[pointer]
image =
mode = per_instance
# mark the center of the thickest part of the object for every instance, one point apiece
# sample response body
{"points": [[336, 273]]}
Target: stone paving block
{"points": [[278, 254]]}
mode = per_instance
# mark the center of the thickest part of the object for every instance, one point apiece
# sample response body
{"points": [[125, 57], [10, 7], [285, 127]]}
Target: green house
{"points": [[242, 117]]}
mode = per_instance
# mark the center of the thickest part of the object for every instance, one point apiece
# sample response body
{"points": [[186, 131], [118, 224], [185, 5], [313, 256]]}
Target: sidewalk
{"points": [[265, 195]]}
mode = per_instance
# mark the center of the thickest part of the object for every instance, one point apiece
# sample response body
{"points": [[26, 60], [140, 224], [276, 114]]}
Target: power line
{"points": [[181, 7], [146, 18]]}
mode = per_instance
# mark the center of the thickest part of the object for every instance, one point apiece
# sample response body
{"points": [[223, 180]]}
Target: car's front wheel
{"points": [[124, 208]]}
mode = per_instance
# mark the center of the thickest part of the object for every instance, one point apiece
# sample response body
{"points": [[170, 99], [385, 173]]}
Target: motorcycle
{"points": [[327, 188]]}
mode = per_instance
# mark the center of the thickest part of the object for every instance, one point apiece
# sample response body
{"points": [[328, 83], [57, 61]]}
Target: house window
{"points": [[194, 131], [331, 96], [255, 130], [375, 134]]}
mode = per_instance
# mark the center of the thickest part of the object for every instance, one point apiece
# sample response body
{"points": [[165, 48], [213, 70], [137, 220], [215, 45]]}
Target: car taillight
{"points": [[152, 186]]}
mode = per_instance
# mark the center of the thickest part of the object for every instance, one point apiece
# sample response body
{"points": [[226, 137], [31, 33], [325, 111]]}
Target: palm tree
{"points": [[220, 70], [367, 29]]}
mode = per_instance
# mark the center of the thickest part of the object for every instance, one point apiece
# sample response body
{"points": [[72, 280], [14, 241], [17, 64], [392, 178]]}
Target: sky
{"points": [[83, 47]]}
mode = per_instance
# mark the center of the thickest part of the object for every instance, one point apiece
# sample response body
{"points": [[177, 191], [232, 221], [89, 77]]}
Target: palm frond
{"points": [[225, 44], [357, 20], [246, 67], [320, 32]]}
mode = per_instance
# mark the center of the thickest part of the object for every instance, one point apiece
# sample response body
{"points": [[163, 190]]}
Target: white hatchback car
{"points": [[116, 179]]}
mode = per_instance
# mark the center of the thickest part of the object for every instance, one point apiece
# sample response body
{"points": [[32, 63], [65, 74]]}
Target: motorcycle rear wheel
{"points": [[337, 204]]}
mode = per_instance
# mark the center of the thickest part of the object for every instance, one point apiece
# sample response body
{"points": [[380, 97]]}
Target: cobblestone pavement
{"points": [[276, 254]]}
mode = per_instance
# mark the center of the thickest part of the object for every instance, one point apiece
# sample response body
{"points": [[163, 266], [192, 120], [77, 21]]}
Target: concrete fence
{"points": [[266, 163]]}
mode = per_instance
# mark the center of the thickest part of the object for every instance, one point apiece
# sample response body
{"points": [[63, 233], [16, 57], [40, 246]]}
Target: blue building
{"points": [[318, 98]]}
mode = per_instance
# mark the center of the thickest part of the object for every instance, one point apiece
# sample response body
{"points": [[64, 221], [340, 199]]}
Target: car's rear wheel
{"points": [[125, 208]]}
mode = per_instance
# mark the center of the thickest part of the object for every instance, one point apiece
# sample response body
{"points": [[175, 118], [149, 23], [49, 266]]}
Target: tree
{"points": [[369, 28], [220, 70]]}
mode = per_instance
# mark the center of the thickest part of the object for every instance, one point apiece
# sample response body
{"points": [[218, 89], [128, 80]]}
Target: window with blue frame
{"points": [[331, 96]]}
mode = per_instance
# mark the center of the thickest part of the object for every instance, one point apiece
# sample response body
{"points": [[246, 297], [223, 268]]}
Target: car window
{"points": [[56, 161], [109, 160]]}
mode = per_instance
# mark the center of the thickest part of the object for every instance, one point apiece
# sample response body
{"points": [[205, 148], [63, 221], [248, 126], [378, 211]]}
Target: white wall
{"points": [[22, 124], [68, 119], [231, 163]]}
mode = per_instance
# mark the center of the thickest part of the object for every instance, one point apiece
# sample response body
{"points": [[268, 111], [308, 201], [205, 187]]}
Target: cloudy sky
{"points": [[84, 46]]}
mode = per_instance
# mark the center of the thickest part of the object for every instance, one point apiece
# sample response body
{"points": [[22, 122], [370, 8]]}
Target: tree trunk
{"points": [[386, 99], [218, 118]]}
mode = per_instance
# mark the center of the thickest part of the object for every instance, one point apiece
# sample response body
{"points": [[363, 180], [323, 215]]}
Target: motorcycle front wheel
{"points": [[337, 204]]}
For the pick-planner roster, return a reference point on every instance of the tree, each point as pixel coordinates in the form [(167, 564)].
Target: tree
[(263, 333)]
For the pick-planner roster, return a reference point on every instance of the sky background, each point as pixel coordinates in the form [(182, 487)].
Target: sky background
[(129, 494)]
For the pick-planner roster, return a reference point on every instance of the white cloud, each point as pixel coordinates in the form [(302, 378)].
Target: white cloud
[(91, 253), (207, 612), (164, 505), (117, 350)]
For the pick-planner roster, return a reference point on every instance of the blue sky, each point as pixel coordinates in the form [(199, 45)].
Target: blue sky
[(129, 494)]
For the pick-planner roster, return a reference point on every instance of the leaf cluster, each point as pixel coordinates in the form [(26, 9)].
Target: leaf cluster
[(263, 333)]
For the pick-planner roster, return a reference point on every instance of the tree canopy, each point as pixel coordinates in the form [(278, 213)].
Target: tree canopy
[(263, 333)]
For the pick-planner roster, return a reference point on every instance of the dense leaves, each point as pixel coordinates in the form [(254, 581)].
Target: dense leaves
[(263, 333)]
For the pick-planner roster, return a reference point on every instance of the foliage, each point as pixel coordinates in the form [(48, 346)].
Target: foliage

▶ _PROBLEM TO SOLVE_:
Extract each entry in full and write it down exactly.

▶ _FULL ANSWER_:
[pointer]
image =
mode = per_instance
# mark the center of the thickest part of the object for every instance, one point apiece
# sample response body
{"points": [[336, 273]]}
Target: stone paving block
{"points": [[278, 254]]}
mode = per_instance
# mark the center of the thickest part of the object for every instance, one point apiece
# sample response body
{"points": [[125, 57], [10, 7], [285, 127]]}
Target: green house
{"points": [[242, 117]]}
mode = per_instance
# mark the center of the thickest part of the object for every instance, one point apiece
# sample response body
{"points": [[186, 131], [118, 224], [185, 5], [313, 256]]}
Target: sidewalk
{"points": [[265, 195]]}
mode = per_instance
# mark the center of the thickest part of the object for every instance, one point apiece
# sample response body
{"points": [[26, 60], [140, 224], [276, 114]]}
Target: power line
{"points": [[181, 7], [146, 18]]}
mode = per_instance
# mark the center of the thickest part of the object for every instance, one point apiece
# sample response body
{"points": [[223, 180]]}
Target: car's front wheel
{"points": [[124, 208]]}
mode = per_instance
# mark the center of the thickest part of the object for every instance, one point apiece
# sample response body
{"points": [[170, 99], [385, 173]]}
Target: motorcycle
{"points": [[327, 188]]}
mode = per_instance
# mark the center of the thickest part of the object for every instance, one point apiece
# sample response body
{"points": [[328, 83], [57, 61]]}
Target: house window
{"points": [[194, 131], [331, 96], [255, 130], [375, 134]]}
mode = per_instance
# mark the center of the thickest part of the object for every instance, one point apiece
# sample response body
{"points": [[165, 48], [213, 70], [137, 220], [215, 45]]}
Target: car taillight
{"points": [[152, 186]]}
mode = per_instance
# mark the center of the thickest part of the object for every instance, one point apiece
# sample response body
{"points": [[226, 137], [31, 33], [325, 111]]}
Target: palm tree
{"points": [[220, 70], [367, 29]]}
mode = per_instance
# mark the center of the thickest part of the object for every instance, one point apiece
# sample response body
{"points": [[72, 280], [14, 241], [17, 64], [392, 178]]}
Target: sky
{"points": [[83, 47]]}
mode = per_instance
# mark the center of the thickest part of the object for every instance, one point apiece
# sample response body
{"points": [[177, 191], [232, 221], [89, 77]]}
Target: palm frond
{"points": [[225, 44], [357, 20], [246, 67], [320, 32]]}
mode = per_instance
# mark the center of the thickest part of the object for every instance, one point apiece
# sample response body
{"points": [[163, 190]]}
Target: white hatchback car
{"points": [[116, 179]]}
mode = per_instance
# mark the center of the thickest part of the object for every instance, one point apiece
# sample response body
{"points": [[32, 63], [65, 74]]}
Target: motorcycle rear wheel
{"points": [[337, 204]]}
mode = per_instance
# mark the center of the thickest part of the object for every instance, one point apiece
# sample response body
{"points": [[380, 97]]}
Target: cobblestone pavement
{"points": [[276, 254]]}
mode = per_instance
# mark the center of the thickest part of the object for every instance, one point apiece
# sample response body
{"points": [[163, 266], [192, 120], [77, 21]]}
Target: concrete fence
{"points": [[266, 163]]}
mode = per_instance
# mark the center of the thickest part of the object for every instance, one point apiece
# sample response body
{"points": [[63, 233], [16, 57], [40, 246]]}
Target: blue building
{"points": [[318, 98]]}
mode = per_instance
# mark the center of the thickest part of the object for every instance, one point apiece
# sample response body
{"points": [[64, 221], [340, 199]]}
Target: car's rear wheel
{"points": [[125, 208]]}
mode = per_instance
# mark the center of the thickest part of the object for every instance, one point apiece
# sample response body
{"points": [[175, 118], [149, 23], [49, 266]]}
Target: tree
{"points": [[369, 28], [220, 70]]}
mode = per_instance
# mark the center of the thickest part of the object for every instance, one point apiece
# sample response body
{"points": [[218, 89], [128, 80]]}
Target: window with blue frame
{"points": [[331, 96]]}
mode = per_instance
# mark the center of the thickest part of the object for every instance, one point apiece
# sample response body
{"points": [[246, 297], [223, 268]]}
Target: car window
{"points": [[56, 161], [109, 160]]}
mode = per_instance
# mark the center of the thickest part of the object for every instance, one point apiece
# sample response body
{"points": [[205, 148], [63, 221], [248, 126], [378, 211]]}
Target: white wall
{"points": [[22, 124], [68, 119], [231, 163]]}
mode = per_instance
# mark the center of the thickest part of the object for every instance, one point apiece
# sample response body
{"points": [[268, 111], [308, 201], [205, 187]]}
Target: cloudy sky
{"points": [[84, 46]]}
mode = per_instance
# mark the center of the thickest part of the object for every instance, one point apiece
# sample response body
{"points": [[22, 122], [370, 8]]}
Target: tree trunk
{"points": [[386, 99], [218, 118]]}
mode = per_instance
# mark the center of the thickest part of the object for every instance, one point apiece
# sample response body
{"points": [[363, 180], [323, 215]]}
Target: motorcycle front wheel
{"points": [[337, 204]]}
For the pick-planner roster, return a reference point on every instance of the tree, each point as pixel coordinates in the form [(167, 564)].
Target: tree
[(263, 333)]
For the pick-planner roster, return a reference point on every instance of the sky background, each point as pixel coordinates in the form [(182, 487)].
Target: sky background
[(129, 494)]
For the pick-planner roster, return a reference point on every instance of the white cloud, each point as pixel coordinates in the form [(302, 378)].
Target: white cloud
[(91, 253), (207, 612), (164, 505), (117, 350)]
For the pick-planner roster, return a reference point on every instance of the blue sky, each point as pixel coordinates in the form [(199, 45)].
Target: blue sky
[(129, 494)]
For the pick-planner roster, return a reference point on every instance of the leaf cluster, each point as pixel coordinates in the form [(26, 9)].
Target: leaf cluster
[(263, 333)]
For the pick-planner roster, return a reference point on every instance of the tree canopy, each point as pixel coordinates in the form [(278, 213)].
Target: tree canopy
[(263, 333)]
For the pick-planner roster, return a reference point on every instance of the dense leaves, each point as pixel coordinates in the form [(254, 581)].
Target: dense leaves
[(263, 333)]
For the pick-planner roster, return a reference point on every instance of the foliage, each point as pixel coordinates in the form [(48, 346)].
Target: foliage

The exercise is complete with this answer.